Location identification entries —

- - - - -

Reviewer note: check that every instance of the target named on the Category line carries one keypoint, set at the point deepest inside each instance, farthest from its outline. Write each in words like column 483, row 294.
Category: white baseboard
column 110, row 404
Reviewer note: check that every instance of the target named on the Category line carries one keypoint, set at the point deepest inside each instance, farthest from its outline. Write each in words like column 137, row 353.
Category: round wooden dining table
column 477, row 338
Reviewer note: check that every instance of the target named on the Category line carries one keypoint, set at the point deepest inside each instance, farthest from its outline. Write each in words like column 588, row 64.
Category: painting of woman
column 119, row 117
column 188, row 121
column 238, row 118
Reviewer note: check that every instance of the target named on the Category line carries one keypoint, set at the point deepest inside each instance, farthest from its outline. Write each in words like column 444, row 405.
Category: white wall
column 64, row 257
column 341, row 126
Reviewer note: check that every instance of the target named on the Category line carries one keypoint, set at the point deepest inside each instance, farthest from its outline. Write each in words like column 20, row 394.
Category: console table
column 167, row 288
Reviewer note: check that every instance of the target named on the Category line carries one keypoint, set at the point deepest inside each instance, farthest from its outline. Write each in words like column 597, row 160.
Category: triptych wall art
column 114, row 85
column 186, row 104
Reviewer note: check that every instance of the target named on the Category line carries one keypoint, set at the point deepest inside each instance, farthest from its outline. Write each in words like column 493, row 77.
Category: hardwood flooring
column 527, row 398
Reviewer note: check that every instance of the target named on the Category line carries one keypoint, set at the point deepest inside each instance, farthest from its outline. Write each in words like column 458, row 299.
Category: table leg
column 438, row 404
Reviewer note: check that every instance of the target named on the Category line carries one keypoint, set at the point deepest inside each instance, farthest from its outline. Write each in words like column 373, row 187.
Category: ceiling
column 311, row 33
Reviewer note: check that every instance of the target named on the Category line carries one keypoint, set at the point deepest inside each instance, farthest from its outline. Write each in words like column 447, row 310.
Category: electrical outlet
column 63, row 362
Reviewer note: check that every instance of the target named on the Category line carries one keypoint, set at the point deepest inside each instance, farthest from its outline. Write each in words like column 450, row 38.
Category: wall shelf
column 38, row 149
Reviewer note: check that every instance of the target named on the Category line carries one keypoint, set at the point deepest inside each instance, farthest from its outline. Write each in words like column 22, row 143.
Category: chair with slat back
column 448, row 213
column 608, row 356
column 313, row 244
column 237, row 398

- - - - -

Return the lines of the entries above word for word, from the first line up to and including the line with "Category: white baseboard", and nothing more.

Reply to the exercise —
Reviewer note: check that every instance of the target named on the Category line carries one keypoint, set at the point deepest inside each instance, farthest from its outline. Write each in words like column 483, row 294.
Category: white baseboard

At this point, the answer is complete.